Work required: Repeat word for word the passage of the urban health text that opens with the words containing "What often gets" and closes with "a different path.".

Page text:
What often gets lost in discussions about urban health in India is an important message. We tend to assume that health is something cities add on later through hospitals, insurance schemes, or specialised programmes once growth has already happened. In reality, a city’s health is largely determined much earlier by decisions that shape how people live, move, breathe, and sleep every day. This is why the most instructive examples for India are not small European towns, but large, pressured megacities that faced scale, density, and growth head-on and still chose a different path.
Take Tokyo. It is the largest metropolitan region in the world, vastly denser than any Indian city, yet it remains remarkably liveable and healthy. This did not happen just because Tokyo is wealthy, but as a result of the fact that urban growth was organised around a clear idea of how everyday life should function. Dense neighbourhoods were paired with strict building codes that ensured light, ventilation, fire safety, and noise control even at high densities. Mixed-use zoning meant homes, shops, schools, and workplaces were close together, reducing the need for long commutes. Rail systems were built early and expanded continuously, making public transport the default rather than the exception. As a result, walking is normal, noise is managed, air quality, while not perfect (AQI between 0 and 100) is controlled, and daily stress is far lower than the city’s scale would suggest.

Look at the trajectory of Mumbai, Delhi, Bengaluru, Kolkata, and Chennai. These are cities of extraordinary energy and ambition, but they are increasingly shaped by an urban vision that equates modernity with flyovers, highways, and private vehicles.

Dataset excerpts:
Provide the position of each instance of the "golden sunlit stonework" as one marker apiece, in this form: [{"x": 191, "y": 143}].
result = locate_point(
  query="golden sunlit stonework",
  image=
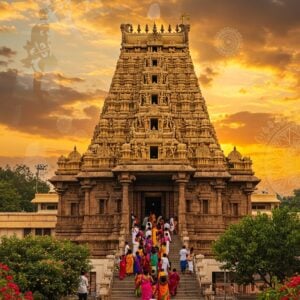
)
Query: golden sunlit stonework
[{"x": 154, "y": 149}]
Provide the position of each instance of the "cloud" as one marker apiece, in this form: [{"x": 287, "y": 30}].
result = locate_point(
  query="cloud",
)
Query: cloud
[
  {"x": 207, "y": 76},
  {"x": 7, "y": 52},
  {"x": 242, "y": 128},
  {"x": 64, "y": 79},
  {"x": 3, "y": 63},
  {"x": 43, "y": 108},
  {"x": 7, "y": 28}
]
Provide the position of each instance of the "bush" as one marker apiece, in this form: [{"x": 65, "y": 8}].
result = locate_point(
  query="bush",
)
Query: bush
[
  {"x": 44, "y": 264},
  {"x": 287, "y": 291},
  {"x": 9, "y": 290}
]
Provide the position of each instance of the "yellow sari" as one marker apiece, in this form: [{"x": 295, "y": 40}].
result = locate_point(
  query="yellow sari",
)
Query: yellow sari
[
  {"x": 129, "y": 264},
  {"x": 154, "y": 238}
]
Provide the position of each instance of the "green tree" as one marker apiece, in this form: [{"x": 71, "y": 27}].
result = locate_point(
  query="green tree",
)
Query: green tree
[
  {"x": 9, "y": 197},
  {"x": 21, "y": 181},
  {"x": 292, "y": 202},
  {"x": 45, "y": 265},
  {"x": 267, "y": 246}
]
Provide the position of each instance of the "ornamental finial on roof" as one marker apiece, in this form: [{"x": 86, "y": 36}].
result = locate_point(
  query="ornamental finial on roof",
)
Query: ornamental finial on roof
[
  {"x": 184, "y": 17},
  {"x": 154, "y": 28}
]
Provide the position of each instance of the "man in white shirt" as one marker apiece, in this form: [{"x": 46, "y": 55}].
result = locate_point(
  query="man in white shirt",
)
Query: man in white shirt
[
  {"x": 148, "y": 232},
  {"x": 83, "y": 286},
  {"x": 183, "y": 259},
  {"x": 165, "y": 265}
]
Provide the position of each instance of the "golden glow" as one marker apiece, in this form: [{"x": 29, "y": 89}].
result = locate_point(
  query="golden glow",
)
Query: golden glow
[{"x": 245, "y": 93}]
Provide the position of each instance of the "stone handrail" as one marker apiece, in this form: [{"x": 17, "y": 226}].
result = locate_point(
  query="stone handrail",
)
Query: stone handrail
[{"x": 106, "y": 283}]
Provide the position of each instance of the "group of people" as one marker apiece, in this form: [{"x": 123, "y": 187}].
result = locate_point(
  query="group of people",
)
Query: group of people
[{"x": 148, "y": 259}]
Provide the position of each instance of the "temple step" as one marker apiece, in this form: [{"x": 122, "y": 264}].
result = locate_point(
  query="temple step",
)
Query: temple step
[{"x": 188, "y": 287}]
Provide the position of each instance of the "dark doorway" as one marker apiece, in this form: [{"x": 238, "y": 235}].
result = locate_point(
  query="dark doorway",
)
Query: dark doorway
[{"x": 153, "y": 204}]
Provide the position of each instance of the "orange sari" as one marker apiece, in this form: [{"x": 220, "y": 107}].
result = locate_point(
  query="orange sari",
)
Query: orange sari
[
  {"x": 129, "y": 264},
  {"x": 154, "y": 238}
]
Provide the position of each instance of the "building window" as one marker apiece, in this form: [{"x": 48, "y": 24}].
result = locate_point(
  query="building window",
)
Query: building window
[
  {"x": 235, "y": 209},
  {"x": 92, "y": 283},
  {"x": 154, "y": 79},
  {"x": 26, "y": 231},
  {"x": 119, "y": 206},
  {"x": 43, "y": 231},
  {"x": 154, "y": 99},
  {"x": 46, "y": 206},
  {"x": 205, "y": 207},
  {"x": 153, "y": 152},
  {"x": 74, "y": 209},
  {"x": 39, "y": 231},
  {"x": 47, "y": 231},
  {"x": 101, "y": 206},
  {"x": 154, "y": 124},
  {"x": 188, "y": 206}
]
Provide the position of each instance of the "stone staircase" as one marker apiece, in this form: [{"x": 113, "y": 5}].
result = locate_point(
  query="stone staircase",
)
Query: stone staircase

Response to the task:
What often gets lost in discussions about urban health in India is an important message. We tend to assume that health is something cities add on later through hospitals, insurance schemes, or specialised programmes once growth has already happened. In reality, a city’s health is largely determined much earlier by decisions that shape how people live, move, breathe, and sleep every day. This is why the most instructive examples for India are not small European towns, but large, pressured megacities that faced scale, density, and growth head-on and still chose a different path.